======== Data to process ========

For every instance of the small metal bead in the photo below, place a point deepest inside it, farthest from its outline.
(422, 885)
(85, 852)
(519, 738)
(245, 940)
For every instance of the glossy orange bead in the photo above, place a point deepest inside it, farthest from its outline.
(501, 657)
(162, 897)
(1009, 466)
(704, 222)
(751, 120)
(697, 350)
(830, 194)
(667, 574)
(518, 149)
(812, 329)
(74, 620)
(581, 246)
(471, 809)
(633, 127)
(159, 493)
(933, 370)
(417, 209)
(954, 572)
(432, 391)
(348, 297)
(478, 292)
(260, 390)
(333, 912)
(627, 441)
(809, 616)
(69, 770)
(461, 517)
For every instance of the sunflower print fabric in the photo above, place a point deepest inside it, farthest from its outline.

========
======== Data to process ========

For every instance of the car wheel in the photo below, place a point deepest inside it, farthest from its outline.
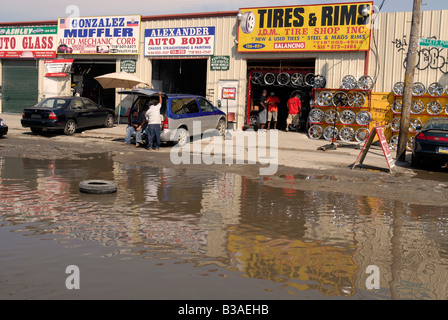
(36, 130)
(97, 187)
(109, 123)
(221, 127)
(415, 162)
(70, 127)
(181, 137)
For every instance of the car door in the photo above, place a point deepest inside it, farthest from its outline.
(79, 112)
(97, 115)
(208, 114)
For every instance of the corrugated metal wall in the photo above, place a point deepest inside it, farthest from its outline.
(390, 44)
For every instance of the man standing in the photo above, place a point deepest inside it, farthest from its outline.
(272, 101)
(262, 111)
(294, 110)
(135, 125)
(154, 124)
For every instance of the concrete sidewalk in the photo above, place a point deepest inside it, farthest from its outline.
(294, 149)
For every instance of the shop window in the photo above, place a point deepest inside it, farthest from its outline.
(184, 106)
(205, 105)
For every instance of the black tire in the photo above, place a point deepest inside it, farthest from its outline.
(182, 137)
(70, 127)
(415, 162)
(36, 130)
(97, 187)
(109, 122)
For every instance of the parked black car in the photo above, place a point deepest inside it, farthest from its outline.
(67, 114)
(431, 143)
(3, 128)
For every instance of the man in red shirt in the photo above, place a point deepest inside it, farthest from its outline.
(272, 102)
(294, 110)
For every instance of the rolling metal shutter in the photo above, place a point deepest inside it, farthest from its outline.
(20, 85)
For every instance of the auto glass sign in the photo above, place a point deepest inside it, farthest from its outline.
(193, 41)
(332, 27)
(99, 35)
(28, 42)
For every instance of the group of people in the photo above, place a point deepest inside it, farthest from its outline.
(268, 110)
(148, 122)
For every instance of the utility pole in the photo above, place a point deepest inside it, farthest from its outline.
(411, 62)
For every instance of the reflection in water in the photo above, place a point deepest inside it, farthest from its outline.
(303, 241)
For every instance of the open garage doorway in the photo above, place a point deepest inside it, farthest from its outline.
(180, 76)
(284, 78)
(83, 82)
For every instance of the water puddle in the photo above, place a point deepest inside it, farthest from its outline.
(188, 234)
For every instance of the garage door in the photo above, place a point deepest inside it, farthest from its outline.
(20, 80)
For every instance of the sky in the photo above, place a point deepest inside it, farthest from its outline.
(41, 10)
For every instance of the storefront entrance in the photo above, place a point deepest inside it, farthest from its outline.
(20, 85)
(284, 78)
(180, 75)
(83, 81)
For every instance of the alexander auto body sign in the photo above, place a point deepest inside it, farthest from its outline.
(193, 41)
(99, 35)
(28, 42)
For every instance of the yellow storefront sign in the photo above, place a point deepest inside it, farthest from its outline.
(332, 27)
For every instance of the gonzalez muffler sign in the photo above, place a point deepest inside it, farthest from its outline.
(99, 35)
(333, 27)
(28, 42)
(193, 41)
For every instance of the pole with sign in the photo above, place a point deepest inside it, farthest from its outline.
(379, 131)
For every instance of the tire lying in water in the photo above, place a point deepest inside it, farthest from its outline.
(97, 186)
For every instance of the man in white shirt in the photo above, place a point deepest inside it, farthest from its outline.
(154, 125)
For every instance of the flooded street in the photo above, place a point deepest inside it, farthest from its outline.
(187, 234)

========

Your goal: Using the data above, transcribe the lines that run from the line with "For every instance of the small" to the line with "For every instance of the sunflower", both ends kept, and output nothing else.

Answer section:
For every instance of the small metal bead in the photo below, place a point deepest inside it, farthest from its outline.
(422, 885)
(85, 852)
(519, 738)
(245, 940)
For every instance of the glossy orange bead in the photo above, place a point deepest inside it, farthest from its outline.
(501, 657)
(162, 897)
(1009, 466)
(704, 222)
(751, 120)
(697, 350)
(830, 194)
(667, 574)
(518, 149)
(812, 329)
(74, 620)
(581, 246)
(471, 809)
(633, 127)
(159, 493)
(933, 370)
(417, 209)
(954, 572)
(432, 391)
(348, 297)
(478, 292)
(260, 390)
(333, 912)
(627, 441)
(809, 616)
(69, 770)
(461, 517)
For every instance of the sunflower print fabric in the photo above, place a point deepest inside it, farthest from its outline.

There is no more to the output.